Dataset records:
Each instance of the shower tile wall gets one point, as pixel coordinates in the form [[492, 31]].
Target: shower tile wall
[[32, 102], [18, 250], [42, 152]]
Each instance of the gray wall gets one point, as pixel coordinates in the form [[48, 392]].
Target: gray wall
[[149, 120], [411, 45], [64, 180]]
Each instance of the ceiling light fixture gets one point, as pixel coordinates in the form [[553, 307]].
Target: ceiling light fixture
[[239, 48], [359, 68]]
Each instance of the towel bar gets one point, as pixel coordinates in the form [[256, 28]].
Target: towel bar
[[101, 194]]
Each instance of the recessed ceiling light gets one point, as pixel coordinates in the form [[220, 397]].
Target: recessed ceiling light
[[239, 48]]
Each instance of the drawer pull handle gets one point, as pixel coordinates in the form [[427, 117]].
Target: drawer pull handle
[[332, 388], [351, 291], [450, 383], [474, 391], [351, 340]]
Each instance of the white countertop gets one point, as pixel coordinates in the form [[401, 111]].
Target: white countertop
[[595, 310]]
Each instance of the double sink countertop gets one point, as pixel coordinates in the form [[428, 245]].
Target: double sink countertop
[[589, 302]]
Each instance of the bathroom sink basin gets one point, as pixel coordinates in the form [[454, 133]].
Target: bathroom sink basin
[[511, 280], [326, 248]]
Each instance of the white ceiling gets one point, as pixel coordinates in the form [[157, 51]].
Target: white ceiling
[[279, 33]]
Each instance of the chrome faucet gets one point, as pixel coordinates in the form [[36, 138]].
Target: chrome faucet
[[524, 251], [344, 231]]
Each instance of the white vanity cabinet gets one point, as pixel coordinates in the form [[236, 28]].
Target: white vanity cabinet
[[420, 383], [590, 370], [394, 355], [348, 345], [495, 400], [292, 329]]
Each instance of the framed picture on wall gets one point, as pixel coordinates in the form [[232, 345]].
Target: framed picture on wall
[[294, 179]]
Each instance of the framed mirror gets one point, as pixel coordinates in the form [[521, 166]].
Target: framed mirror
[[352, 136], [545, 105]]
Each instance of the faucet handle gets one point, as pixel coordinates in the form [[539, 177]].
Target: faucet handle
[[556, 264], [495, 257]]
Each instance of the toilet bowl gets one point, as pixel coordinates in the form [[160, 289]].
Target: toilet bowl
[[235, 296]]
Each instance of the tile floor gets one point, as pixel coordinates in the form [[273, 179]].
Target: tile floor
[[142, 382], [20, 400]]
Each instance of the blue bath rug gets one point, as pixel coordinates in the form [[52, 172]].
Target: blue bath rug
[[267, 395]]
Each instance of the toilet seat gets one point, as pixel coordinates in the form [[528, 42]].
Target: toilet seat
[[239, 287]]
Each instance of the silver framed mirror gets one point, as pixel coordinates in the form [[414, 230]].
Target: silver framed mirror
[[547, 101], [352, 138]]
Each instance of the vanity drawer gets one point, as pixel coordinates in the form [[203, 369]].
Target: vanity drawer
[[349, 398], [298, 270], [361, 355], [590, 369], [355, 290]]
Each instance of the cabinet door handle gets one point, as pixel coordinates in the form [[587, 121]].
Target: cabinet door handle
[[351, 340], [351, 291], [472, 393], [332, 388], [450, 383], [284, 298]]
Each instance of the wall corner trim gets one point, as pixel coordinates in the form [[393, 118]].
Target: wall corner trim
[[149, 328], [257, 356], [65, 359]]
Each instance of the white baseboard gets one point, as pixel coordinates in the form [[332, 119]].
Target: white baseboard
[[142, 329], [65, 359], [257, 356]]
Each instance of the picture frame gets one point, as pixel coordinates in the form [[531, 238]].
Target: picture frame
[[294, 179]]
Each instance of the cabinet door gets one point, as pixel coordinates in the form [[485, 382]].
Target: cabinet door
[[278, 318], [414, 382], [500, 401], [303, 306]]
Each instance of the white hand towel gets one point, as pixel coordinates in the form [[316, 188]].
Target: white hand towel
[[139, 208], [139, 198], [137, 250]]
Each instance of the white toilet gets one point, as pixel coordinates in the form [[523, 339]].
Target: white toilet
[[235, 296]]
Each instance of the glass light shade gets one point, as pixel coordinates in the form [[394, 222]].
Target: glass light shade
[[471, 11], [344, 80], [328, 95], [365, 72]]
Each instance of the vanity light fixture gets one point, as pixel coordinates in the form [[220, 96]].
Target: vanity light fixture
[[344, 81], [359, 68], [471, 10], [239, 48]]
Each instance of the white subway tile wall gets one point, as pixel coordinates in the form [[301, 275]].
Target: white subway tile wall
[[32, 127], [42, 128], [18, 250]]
...
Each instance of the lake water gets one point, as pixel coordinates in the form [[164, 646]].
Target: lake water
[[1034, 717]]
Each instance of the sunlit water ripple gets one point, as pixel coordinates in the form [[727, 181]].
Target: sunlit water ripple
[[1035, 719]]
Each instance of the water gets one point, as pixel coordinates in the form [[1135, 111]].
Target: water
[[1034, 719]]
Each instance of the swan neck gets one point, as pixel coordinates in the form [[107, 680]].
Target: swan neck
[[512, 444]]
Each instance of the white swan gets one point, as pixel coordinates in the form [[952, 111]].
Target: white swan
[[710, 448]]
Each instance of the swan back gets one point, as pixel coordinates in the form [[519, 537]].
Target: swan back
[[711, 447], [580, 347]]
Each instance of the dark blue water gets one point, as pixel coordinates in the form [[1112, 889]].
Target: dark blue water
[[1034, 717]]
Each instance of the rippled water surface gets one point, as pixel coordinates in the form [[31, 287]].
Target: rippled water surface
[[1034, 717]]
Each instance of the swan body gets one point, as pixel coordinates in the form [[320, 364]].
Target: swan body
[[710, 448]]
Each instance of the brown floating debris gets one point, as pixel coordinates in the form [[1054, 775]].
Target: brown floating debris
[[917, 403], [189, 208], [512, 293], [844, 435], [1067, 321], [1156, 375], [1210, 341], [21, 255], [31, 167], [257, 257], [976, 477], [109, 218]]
* * *
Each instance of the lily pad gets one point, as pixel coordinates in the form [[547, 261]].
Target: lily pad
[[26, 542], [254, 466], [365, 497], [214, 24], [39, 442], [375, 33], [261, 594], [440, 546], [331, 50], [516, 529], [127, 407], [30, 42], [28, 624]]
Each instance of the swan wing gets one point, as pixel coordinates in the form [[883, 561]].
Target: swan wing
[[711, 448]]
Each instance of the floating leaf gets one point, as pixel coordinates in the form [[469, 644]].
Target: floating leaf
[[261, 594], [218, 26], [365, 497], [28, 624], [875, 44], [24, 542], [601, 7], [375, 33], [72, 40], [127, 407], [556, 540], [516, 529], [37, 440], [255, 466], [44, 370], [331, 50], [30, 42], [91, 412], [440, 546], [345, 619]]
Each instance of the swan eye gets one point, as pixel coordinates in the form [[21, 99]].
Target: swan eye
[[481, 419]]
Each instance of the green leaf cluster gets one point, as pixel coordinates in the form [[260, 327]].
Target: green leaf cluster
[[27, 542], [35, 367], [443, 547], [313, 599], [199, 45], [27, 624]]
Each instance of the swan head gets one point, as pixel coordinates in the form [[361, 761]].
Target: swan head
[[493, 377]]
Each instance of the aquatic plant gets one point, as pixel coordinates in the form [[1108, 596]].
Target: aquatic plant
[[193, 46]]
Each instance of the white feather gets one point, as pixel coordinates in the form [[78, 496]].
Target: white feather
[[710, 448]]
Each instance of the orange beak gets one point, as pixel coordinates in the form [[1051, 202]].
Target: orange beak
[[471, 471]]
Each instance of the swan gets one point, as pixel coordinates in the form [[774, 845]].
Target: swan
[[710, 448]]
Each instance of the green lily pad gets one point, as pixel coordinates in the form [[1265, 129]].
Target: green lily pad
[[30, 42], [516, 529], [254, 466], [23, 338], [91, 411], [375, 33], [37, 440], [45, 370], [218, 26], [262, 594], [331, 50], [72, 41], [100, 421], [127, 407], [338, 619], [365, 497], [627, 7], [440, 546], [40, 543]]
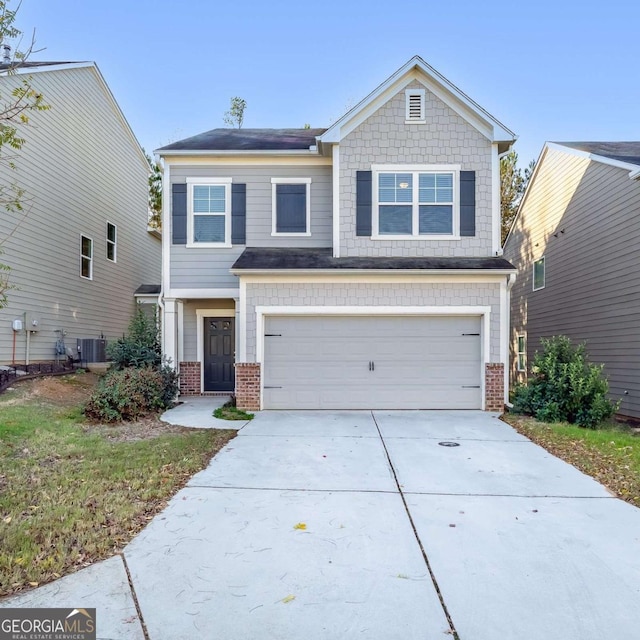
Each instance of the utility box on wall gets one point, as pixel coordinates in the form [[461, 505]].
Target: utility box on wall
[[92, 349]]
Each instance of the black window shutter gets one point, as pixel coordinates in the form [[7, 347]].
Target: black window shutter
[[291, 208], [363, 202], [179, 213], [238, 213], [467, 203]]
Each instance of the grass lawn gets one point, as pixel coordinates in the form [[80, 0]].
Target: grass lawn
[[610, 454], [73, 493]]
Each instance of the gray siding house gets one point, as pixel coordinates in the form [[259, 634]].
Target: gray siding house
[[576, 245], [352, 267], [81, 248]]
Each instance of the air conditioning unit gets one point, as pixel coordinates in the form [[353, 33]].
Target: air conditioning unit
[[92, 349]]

Task instructions: Copy the listing word for word from the line with "Each instance of the shower" up to and including the line with "[[32, 102], [18, 250], [42, 152]]".

Result of this task:
Each instance of the shower tile wall gets one point, as pixel coordinates in the form [[492, 31]].
Target: shower tile wall
[[32, 102], [18, 250], [42, 152]]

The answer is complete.